=== INPUT DATA ===

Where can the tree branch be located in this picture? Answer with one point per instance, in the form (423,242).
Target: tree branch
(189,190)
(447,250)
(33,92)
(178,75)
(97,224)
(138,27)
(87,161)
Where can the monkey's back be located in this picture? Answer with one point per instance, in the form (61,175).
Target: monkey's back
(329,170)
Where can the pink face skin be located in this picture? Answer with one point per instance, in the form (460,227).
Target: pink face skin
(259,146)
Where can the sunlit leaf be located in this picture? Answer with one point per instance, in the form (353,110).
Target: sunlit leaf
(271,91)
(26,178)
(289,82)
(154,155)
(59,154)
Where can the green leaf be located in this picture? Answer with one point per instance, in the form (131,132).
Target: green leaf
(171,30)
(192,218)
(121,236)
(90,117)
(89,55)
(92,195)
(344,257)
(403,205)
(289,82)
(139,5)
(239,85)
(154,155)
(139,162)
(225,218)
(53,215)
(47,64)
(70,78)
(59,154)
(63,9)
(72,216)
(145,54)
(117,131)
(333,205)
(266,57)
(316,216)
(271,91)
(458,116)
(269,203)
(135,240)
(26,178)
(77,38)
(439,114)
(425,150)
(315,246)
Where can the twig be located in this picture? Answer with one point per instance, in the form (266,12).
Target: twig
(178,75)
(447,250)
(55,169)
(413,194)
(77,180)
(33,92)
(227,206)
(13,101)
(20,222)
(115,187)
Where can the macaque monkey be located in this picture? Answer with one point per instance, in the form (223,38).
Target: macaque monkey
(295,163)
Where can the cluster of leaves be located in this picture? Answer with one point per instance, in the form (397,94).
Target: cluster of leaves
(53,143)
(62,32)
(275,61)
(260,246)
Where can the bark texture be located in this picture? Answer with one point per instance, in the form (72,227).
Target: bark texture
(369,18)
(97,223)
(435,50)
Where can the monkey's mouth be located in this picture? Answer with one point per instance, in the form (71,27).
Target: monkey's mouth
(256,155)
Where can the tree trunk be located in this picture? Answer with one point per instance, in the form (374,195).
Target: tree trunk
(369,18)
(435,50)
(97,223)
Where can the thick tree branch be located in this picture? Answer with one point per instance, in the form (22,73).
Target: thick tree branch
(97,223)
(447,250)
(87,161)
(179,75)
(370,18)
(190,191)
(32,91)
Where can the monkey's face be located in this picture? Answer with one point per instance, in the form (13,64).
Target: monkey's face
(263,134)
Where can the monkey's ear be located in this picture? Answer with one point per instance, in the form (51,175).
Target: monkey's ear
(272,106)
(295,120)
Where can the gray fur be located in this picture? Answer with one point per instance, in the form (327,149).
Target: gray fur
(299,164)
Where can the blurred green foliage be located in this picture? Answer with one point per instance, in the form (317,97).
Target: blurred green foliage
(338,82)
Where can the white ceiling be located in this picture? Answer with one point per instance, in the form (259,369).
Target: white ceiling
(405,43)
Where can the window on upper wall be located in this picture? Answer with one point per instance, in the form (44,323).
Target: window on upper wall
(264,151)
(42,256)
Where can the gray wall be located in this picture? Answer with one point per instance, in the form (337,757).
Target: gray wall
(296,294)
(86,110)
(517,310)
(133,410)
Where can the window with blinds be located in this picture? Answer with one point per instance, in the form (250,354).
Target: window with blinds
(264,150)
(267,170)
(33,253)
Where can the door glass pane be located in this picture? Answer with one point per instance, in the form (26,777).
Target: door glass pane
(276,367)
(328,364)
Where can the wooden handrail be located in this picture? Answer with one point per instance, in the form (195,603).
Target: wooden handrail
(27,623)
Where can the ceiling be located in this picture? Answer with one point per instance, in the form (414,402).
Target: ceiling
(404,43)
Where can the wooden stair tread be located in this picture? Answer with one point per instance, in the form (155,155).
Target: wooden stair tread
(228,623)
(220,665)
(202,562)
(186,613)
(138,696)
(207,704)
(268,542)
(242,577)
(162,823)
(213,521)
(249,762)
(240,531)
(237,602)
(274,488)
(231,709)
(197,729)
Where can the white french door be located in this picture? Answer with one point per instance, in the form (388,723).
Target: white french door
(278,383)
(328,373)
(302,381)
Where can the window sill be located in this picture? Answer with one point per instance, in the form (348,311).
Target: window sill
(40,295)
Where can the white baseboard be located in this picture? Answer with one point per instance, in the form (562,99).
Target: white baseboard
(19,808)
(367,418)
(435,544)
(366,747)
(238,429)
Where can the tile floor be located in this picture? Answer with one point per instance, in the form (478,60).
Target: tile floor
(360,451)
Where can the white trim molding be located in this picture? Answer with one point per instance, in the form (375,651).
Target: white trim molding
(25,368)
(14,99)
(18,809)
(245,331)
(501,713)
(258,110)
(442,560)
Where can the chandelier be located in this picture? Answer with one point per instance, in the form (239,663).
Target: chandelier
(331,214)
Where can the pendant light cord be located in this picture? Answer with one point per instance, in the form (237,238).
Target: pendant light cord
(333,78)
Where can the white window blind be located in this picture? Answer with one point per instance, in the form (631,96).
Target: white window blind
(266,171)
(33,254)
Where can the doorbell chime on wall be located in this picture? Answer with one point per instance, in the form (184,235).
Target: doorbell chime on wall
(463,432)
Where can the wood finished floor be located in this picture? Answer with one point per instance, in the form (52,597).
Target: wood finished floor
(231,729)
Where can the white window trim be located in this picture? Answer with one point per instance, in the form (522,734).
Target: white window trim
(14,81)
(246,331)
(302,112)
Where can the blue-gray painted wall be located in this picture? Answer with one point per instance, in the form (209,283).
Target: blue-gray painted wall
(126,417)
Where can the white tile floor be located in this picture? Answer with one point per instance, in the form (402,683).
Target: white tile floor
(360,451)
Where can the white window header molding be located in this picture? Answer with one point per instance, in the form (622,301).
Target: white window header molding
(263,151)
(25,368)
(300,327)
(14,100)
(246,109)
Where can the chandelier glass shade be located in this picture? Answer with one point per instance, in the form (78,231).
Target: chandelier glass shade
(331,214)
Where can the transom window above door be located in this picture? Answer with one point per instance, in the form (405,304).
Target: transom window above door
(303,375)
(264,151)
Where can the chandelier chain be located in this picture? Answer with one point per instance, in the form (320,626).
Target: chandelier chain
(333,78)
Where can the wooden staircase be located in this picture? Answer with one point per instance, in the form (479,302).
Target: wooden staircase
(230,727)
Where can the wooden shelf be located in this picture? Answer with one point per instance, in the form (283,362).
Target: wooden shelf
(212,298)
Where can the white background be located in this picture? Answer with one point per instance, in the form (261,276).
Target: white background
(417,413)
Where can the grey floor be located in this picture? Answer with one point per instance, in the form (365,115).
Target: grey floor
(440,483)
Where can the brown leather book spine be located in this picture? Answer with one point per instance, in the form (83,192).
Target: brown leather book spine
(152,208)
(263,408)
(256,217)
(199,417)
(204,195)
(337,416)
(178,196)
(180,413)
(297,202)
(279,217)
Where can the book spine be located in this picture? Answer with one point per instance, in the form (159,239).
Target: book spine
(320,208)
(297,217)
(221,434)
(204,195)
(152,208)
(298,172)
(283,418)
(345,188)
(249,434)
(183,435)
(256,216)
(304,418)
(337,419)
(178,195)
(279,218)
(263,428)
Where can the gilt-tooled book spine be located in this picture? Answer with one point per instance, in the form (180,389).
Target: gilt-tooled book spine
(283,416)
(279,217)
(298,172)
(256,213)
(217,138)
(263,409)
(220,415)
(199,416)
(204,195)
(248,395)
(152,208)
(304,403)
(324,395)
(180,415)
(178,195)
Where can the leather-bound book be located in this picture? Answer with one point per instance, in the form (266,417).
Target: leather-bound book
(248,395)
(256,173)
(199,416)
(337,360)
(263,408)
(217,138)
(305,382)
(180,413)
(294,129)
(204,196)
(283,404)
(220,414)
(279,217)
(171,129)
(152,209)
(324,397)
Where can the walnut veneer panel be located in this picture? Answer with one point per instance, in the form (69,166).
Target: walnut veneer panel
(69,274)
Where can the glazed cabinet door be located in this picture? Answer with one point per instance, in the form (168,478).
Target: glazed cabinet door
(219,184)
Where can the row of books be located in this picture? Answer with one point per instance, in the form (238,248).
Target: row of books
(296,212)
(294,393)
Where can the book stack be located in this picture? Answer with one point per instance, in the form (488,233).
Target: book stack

===

**GIVEN PROBLEM:**
Emit verbatim the lines running from the one with "Where can the walnut" through the last line of the data, both endpoints inclusive.

**EXERCISE OUTPUT:**
Where can the walnut veneer panel be located in this picture? Answer with one point per instance, in the form (69,166).
Target: walnut veneer panel
(69,274)
Where can the glazed cabinet door be located in this picture? Answer with one point per instance, in the form (168,478).
Target: glazed cabinet door
(219,184)
Where can the row of books be located in this picture? Answer with one point per instance, in the form (238,248).
Target: row of books
(296,212)
(294,393)
Where can the book stack be located in this picture? Answer with one point per instance, in the form (488,233).
Target: book stack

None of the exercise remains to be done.